TEXT SECTION:

*** Begin section ***

Contact: Carol D. Rugg, 810.238.5651,

Mott Foundation grants $1 million to bolster local safety-net services

FLINT, MICH. – Recognizing that a stressed local economy has left social services agencies in Genesee County facing record demand, the Charles Stewart Mott Foundation has awarded four special, year-end grants totaling $1 million to help meet requests for food, housing and utility assistance, and other safety-net services. The grants will be made to:

According to the U.S. Bureau of Labor Statistics, Genesee County has seen its unemployment rate increase from 4.5 percent in 2000 to 17.5 percent in 2009. Within the City of Flint, unemployment currently exceeds 27 percent. Approximately 35 percent of Flint’s population is now living at or below federal poverty levels and the number of students qualifying for free and reduced lunches throughout Genesee County has risen from 43 percent to 55 percent.

*** End section ***

DATASET RECORDS:
*** Begin section ***

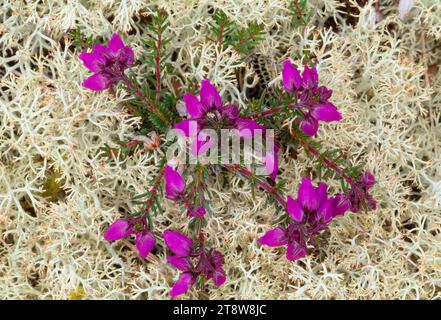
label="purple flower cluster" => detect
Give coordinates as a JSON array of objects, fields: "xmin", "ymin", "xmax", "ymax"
[
  {"xmin": 282, "ymin": 60, "xmax": 342, "ymax": 136},
  {"xmin": 174, "ymin": 80, "xmax": 279, "ymax": 180},
  {"xmin": 163, "ymin": 230, "xmax": 227, "ymax": 297},
  {"xmin": 80, "ymin": 34, "xmax": 134, "ymax": 91},
  {"xmin": 165, "ymin": 165, "xmax": 206, "ymax": 218},
  {"xmin": 258, "ymin": 179, "xmax": 349, "ymax": 261},
  {"xmin": 104, "ymin": 217, "xmax": 156, "ymax": 259},
  {"xmin": 80, "ymin": 34, "xmax": 376, "ymax": 297}
]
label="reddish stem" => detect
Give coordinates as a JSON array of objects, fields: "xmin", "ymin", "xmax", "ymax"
[
  {"xmin": 155, "ymin": 27, "xmax": 162, "ymax": 101},
  {"xmin": 122, "ymin": 75, "xmax": 169, "ymax": 123},
  {"xmin": 144, "ymin": 168, "xmax": 165, "ymax": 212},
  {"xmin": 225, "ymin": 164, "xmax": 287, "ymax": 209}
]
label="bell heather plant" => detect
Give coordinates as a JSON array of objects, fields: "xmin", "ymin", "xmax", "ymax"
[{"xmin": 74, "ymin": 11, "xmax": 376, "ymax": 298}]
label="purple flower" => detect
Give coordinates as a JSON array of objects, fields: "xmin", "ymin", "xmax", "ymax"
[
  {"xmin": 169, "ymin": 272, "xmax": 197, "ymax": 298},
  {"xmin": 282, "ymin": 60, "xmax": 302, "ymax": 92},
  {"xmin": 79, "ymin": 34, "xmax": 134, "ymax": 91},
  {"xmin": 264, "ymin": 143, "xmax": 279, "ymax": 180},
  {"xmin": 282, "ymin": 60, "xmax": 342, "ymax": 136},
  {"xmin": 235, "ymin": 118, "xmax": 265, "ymax": 138},
  {"xmin": 104, "ymin": 219, "xmax": 133, "ymax": 241},
  {"xmin": 104, "ymin": 217, "xmax": 156, "ymax": 259},
  {"xmin": 136, "ymin": 230, "xmax": 156, "ymax": 259},
  {"xmin": 165, "ymin": 165, "xmax": 186, "ymax": 200},
  {"xmin": 164, "ymin": 230, "xmax": 227, "ymax": 298},
  {"xmin": 174, "ymin": 80, "xmax": 239, "ymax": 155},
  {"xmin": 187, "ymin": 207, "xmax": 206, "ymax": 218},
  {"xmin": 163, "ymin": 230, "xmax": 193, "ymax": 257},
  {"xmin": 258, "ymin": 179, "xmax": 349, "ymax": 261}
]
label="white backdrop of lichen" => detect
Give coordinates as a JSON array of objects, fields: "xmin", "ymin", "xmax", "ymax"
[{"xmin": 0, "ymin": 0, "xmax": 441, "ymax": 299}]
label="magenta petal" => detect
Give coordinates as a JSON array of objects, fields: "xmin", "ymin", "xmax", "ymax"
[
  {"xmin": 173, "ymin": 119, "xmax": 200, "ymax": 137},
  {"xmin": 92, "ymin": 43, "xmax": 107, "ymax": 55},
  {"xmin": 82, "ymin": 74, "xmax": 110, "ymax": 91},
  {"xmin": 313, "ymin": 102, "xmax": 342, "ymax": 122},
  {"xmin": 263, "ymin": 145, "xmax": 279, "ymax": 180},
  {"xmin": 200, "ymin": 80, "xmax": 222, "ymax": 110},
  {"xmin": 302, "ymin": 66, "xmax": 318, "ymax": 89},
  {"xmin": 221, "ymin": 104, "xmax": 239, "ymax": 120},
  {"xmin": 210, "ymin": 250, "xmax": 225, "ymax": 268},
  {"xmin": 210, "ymin": 268, "xmax": 227, "ymax": 287},
  {"xmin": 316, "ymin": 182, "xmax": 328, "ymax": 203},
  {"xmin": 287, "ymin": 196, "xmax": 303, "ymax": 222},
  {"xmin": 136, "ymin": 232, "xmax": 156, "ymax": 259},
  {"xmin": 360, "ymin": 171, "xmax": 375, "ymax": 191},
  {"xmin": 300, "ymin": 116, "xmax": 318, "ymax": 137},
  {"xmin": 184, "ymin": 93, "xmax": 205, "ymax": 119},
  {"xmin": 282, "ymin": 60, "xmax": 302, "ymax": 92},
  {"xmin": 107, "ymin": 33, "xmax": 124, "ymax": 56},
  {"xmin": 236, "ymin": 118, "xmax": 265, "ymax": 138},
  {"xmin": 297, "ymin": 178, "xmax": 320, "ymax": 211},
  {"xmin": 79, "ymin": 52, "xmax": 105, "ymax": 72},
  {"xmin": 187, "ymin": 207, "xmax": 206, "ymax": 218},
  {"xmin": 165, "ymin": 165, "xmax": 186, "ymax": 199},
  {"xmin": 317, "ymin": 199, "xmax": 335, "ymax": 222},
  {"xmin": 163, "ymin": 230, "xmax": 193, "ymax": 257},
  {"xmin": 286, "ymin": 242, "xmax": 307, "ymax": 261},
  {"xmin": 121, "ymin": 46, "xmax": 135, "ymax": 66},
  {"xmin": 258, "ymin": 227, "xmax": 288, "ymax": 247},
  {"xmin": 169, "ymin": 272, "xmax": 196, "ymax": 298},
  {"xmin": 332, "ymin": 194, "xmax": 351, "ymax": 217},
  {"xmin": 167, "ymin": 256, "xmax": 191, "ymax": 271},
  {"xmin": 104, "ymin": 219, "xmax": 133, "ymax": 241}
]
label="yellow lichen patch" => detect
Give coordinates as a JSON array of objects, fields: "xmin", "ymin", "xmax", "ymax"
[
  {"xmin": 68, "ymin": 285, "xmax": 86, "ymax": 300},
  {"xmin": 40, "ymin": 171, "xmax": 65, "ymax": 201}
]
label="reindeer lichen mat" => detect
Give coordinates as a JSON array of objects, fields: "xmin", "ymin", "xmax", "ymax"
[{"xmin": 0, "ymin": 0, "xmax": 441, "ymax": 299}]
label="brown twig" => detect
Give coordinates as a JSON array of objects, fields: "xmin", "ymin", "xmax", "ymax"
[
  {"xmin": 421, "ymin": 23, "xmax": 438, "ymax": 156},
  {"xmin": 155, "ymin": 26, "xmax": 162, "ymax": 101}
]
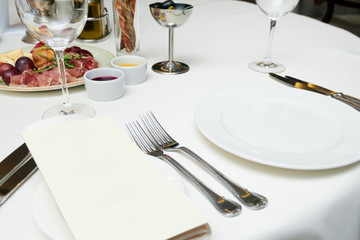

*** End section ***

YOUR TASKS:
[1] Using the Mott Foundation grants text, decide whether each statement agrees with it: (a) Genesee County's unemployment rate rose from 4.5 percent in 2000 to 17.5 percent in 2009; (b) the Mott Foundation awarded three grants; (c) unemployment within the City of Flint is currently below 20 percent. For each, answer yes or no and quote the deciding words.
[2] Carry on the Mott Foundation grants text from the point at which it stops.

EXERCISE ANSWERS:
[1]
(a) Yes: "Genesee County has seen its unemployment rate increase from 4.5 percent in 2000 to 17.5 percent in 2009."
(b) No: "has awarded four special, year-end grants totaling $1 million."
(c) No: "Within the City of Flint, unemployment currently exceeds 27 percent."

[2]
“This has been a tough year for Flint and for Michigan and it is impossible to ignore the plight of so many of our neighbors who are struggling each day to make painful choices in this difficult economy,” said William S. White, Mott Foundation president. “While these grants do not create a systemic solution to unemployment and homelessness in Flint and Genesee County, they do represent an attempt to help individuals and families find a measure of stability and relief during a time of extreme duress.”

All four agencies have received significant support from Mott in the past several years, including $800,000 in 2006 to the food bank for warehouse expansion and refrigeration; almost $900,000 to the Shelter of Flint for general support and housing development; and more than $250,000 to NESK for capital improvements.

According to William E. Kerr, president of the Food Bank of Eastern Michigan, changes must be made to the organization’s current warehousing system to handle the heightened demand for food product.

“The food bank has outgrown its current warehouse system and is operating at only 70 percent efficiency,” he said. “Changing from our current inventory model to a complete warehouse management system would position us to move into the next decade with the capacity to increase distribution to aid communities in need.”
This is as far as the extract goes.